• _Document text_:
______________________________

Statistical Analysis

Data normality was verified using the Kolmogorov-Smirnov test. Data with non-normal distribution were submitted to Kruskal-Wallis test followed by Mann-Whitney post hoc with peer comparison. Significant level was set at 5%. Statistical analysis was done using the SPSS Statistics software (version 21; IBM Corp., NY, USA).


Mouth rinses and their main active ingredients, bacterial inhibition scores, and antibacterial activity are shown in Table 2. Of the mouth rinses evaluated, 86% have sodium fluoride at 225 or 226 ppm in their composition. Cetylpyridinium chloride was the most frequent antimicrobial agent used by the manufacturers, being in composition of 45% of the mouth rinses tested (Table 2). Essential oils are widely used among mouth rinses and were listed either as active or inactive ingredient by the manufacturers.

The mouth rinses showed similar behavior in their inhibitory activity among the species (Table 2), since the MIC assays resolutions is ±1. Therefore, the greater integer of mean (conservative mean) was considered for mouth rinses finals’ scoring.

MIC assays results were analyzed accordingly to CLSI (M07-A10)15 and recommended statistical analysis where applied to define break points15. Thus, mouth rinses could be divided in two major groups: those with inhibition value equal-below score 5, which we classified as a low antibacterial activity, or equal-above score 8, ones with a higher antibacterial activity.

______________________________

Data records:

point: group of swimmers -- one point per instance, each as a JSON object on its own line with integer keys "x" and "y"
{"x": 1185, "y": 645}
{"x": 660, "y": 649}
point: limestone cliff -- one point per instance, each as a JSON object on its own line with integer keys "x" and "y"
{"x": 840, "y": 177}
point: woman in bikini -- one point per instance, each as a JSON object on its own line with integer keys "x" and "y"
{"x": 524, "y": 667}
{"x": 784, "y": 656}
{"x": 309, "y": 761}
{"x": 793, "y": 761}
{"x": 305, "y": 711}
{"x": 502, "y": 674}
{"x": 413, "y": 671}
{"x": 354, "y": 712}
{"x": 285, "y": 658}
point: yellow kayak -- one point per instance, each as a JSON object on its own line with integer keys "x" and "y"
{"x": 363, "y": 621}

______________________________

• _Action item 1_: Transcribe the mouth rinse text from "MIC assays results" to "higher antibacterial activity.".
• _Action item 2_: According to the mouth rinse text, what percentage of the evaluated mouth rinses contain sodium fluoride at 225 or 226 ppm?

• _Final answer 1_:
MIC assays results were analyzed accordingly to CLSI (M07-A10)15 and recommended statistical analysis where applied to define break points15. Thus, mouth rinses could be divided in two major groups: those with inhibition value equal-below score 5, which we classified as a low antibacterial activity, or equal-above score 8, ones with a higher antibacterial activity.

• _Final answer 2_: 86%